Your assignment:
Copy out, from the entries below, each line holding the string "polygon".
___ Data for this exercise
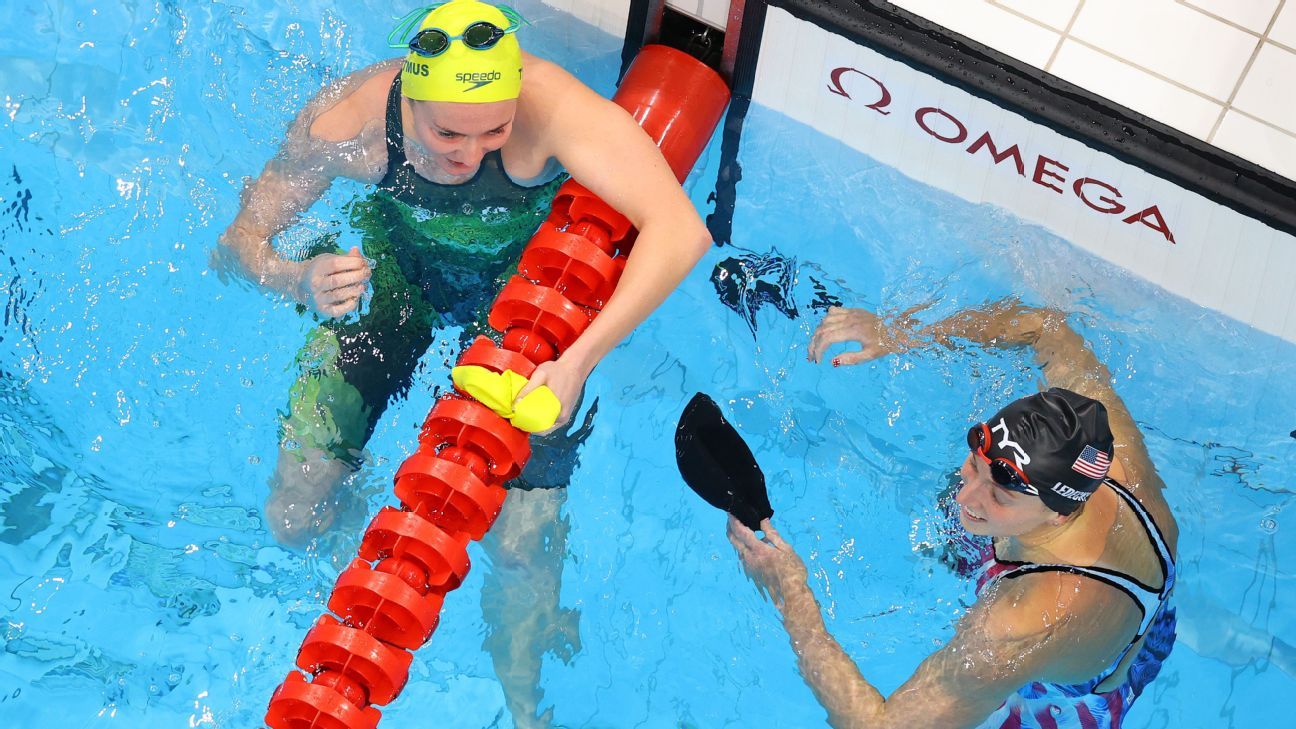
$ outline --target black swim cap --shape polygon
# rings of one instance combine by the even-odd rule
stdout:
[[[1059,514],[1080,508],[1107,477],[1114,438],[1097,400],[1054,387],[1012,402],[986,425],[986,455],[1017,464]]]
______
___ Data for this exercise
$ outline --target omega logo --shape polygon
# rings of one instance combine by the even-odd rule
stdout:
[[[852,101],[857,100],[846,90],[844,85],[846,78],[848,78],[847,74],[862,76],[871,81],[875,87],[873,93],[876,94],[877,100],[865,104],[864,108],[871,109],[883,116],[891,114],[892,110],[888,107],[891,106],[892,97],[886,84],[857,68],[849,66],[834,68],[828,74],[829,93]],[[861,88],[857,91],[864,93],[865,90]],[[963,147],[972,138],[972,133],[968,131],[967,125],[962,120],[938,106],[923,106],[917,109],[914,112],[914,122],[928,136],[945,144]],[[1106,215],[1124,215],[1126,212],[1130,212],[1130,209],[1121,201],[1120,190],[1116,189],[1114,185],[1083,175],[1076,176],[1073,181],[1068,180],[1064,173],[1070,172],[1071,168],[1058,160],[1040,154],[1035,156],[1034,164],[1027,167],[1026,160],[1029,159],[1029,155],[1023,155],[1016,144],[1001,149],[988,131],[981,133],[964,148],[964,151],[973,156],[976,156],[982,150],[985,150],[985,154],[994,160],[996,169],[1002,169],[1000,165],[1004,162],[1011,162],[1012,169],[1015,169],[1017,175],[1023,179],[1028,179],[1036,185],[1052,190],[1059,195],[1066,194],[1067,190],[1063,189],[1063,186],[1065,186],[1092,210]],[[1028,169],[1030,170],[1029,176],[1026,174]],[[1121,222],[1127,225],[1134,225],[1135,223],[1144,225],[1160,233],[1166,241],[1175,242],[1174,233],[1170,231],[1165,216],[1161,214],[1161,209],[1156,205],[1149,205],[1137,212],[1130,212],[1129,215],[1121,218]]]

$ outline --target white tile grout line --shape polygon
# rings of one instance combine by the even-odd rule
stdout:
______
Solution below:
$ outline --target black swim cap --shape polygon
$ outline --target omega logo --shape polygon
$ outline --target white tile grout line --shape polygon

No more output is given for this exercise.